- [TEXT EXTRACT]:
=======

Business Combinations. The Company recognizes, with certain exceptions, 100 percent of the fair value of assets acquired, liabilities assumed, and non controlling interests when the acquisition constitutes a change in control of the acquired entity. Shares issued in consideration for a business combination, contingent consideration arrangements and pre-acquisition loss and gain contingencies are all measured and recorded at their acquisition-date fair value. Subsequent changes to fair value of contingent consideration arrangements are generally reflected in earnings. Acquisition-related transaction costs are expensed as incurred, and any changes in an acquirer’s existing income tax valuation allowances and tax uncertainty accruals are recorded as an adjustment to income tax expense. The operating results of entities acquired are included in the accompanying consolidated statements of operations from the date of acquisition.
Deferred Financing Costs. Deferred financing costs incurred in connection with the issuance of debt are amortized over the life of the related debt using the effective interest rate method for term loans and straight line method for revolving credit facilities. Amortization expense for deferred financing costs totaled $1.5 million, $1.0 million and $0.9 million during the years ended December 31, 2016, 2015 and 2014, respectively, including the write-off of $0.5 million of debt issuance costs in connection with an amendment to the Company’s amended and restated senior secured revolving credit facility (the “Revolving Credit Facility”). Such amortization expense is included in interest expense in the consolidated statements of operations.

=======

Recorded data
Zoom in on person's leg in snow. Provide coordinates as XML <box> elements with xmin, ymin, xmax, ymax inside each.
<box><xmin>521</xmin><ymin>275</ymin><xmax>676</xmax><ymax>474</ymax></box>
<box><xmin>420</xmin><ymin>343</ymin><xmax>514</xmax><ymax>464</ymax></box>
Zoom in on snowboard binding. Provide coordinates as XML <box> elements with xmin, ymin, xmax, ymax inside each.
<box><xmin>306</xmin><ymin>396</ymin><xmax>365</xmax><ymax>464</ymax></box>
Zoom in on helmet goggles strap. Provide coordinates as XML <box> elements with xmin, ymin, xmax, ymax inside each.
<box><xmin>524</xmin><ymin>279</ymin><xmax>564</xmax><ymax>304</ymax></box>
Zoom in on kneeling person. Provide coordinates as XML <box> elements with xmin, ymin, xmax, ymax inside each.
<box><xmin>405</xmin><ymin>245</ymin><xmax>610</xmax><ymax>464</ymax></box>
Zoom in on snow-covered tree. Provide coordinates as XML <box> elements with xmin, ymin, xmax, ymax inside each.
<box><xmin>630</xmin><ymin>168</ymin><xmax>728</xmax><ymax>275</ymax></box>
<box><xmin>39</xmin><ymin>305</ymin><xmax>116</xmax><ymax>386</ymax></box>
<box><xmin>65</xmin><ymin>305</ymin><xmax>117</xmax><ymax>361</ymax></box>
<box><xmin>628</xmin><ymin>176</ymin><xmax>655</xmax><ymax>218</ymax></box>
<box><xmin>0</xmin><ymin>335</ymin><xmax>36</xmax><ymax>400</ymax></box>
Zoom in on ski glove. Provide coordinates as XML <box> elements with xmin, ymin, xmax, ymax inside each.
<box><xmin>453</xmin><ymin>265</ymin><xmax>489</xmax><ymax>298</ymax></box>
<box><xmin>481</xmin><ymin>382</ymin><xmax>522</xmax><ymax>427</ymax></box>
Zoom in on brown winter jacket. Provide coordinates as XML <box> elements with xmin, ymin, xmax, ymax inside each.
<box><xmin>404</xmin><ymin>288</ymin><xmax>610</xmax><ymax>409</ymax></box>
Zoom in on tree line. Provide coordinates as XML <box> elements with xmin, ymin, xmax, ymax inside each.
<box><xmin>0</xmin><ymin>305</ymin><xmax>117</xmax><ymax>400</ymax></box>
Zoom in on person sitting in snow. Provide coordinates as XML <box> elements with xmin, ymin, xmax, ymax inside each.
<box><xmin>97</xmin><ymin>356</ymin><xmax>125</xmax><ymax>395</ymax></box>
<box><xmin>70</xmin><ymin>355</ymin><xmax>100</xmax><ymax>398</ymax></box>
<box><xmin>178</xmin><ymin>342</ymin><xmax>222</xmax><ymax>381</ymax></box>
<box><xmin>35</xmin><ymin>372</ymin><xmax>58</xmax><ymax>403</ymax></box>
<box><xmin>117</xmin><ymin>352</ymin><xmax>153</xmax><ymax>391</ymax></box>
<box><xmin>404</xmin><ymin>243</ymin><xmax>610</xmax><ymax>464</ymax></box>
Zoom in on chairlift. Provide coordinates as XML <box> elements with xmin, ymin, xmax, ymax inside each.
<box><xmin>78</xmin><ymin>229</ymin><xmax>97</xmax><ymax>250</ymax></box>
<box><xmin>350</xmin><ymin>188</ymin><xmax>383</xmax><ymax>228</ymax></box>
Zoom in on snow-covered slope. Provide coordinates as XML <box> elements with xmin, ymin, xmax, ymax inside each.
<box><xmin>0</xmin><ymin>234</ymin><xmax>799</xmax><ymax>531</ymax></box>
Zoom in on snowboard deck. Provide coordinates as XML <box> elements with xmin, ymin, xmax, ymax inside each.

=======

- [EXERCISE TASKS]:
**1.** Count the lines in the listing above that contain the word "tree". Reply with only that number.
**2.** Continue the accounting policy excerpt above, picking up right after its final sentence.

- [RESULTS FOR EACH TASK]:
**1.** 2

**2.**
Income Taxes. Era Group and its majority-owned U.S. subsidiaries file a consolidated U.S. federal tax return. Era Group’s foreign consolidated subsidiaries each file tax returns in their applicable jurisdictions. Deferred income tax assets and liabilities have been provided in recognition of the income tax effect attributable to the book and tax basis differences of assets and liabilities reported in the accompanying consolidated financial statements. Deferred tax assets or liabilities are provided using the enacted tax rates expected to apply to taxable income in the periods in which they are expected to be settled or realized. Interest and penalties relating to uncertain tax positions are recognized in interest expense and administrative and general expense, respectively, in the accompanying consolidated statements of operations. The Company records a valuation allowance to reduce its deferred tax assets if it is more likely than not that some portion or all of the deferred tax assets will not be realized.
Foreign Currency Transactions. From time to time, the Company enters into transactions denominated in currencies other than its functional currency. Gains and losses resulting from changes in currency exchange rates between the functional currency and the currency in which a transaction is denominated are included in foreign currency gains (losses), net in the accompanying consolidated statements of operations in the period which the currency exchange rates change.
Earnings (Loss) Per Common Share. Basic earnings (loss) per common share of the Company are computed based on the weighted average number of common shares issued and outstanding during the relevant periods. Diluted earnings (loss) per common share of the Company are computed based on the weighted average number of common shares issued and outstanding plus the effect of potentially dilutive securities through the application of the if-converted method and/or treasury method.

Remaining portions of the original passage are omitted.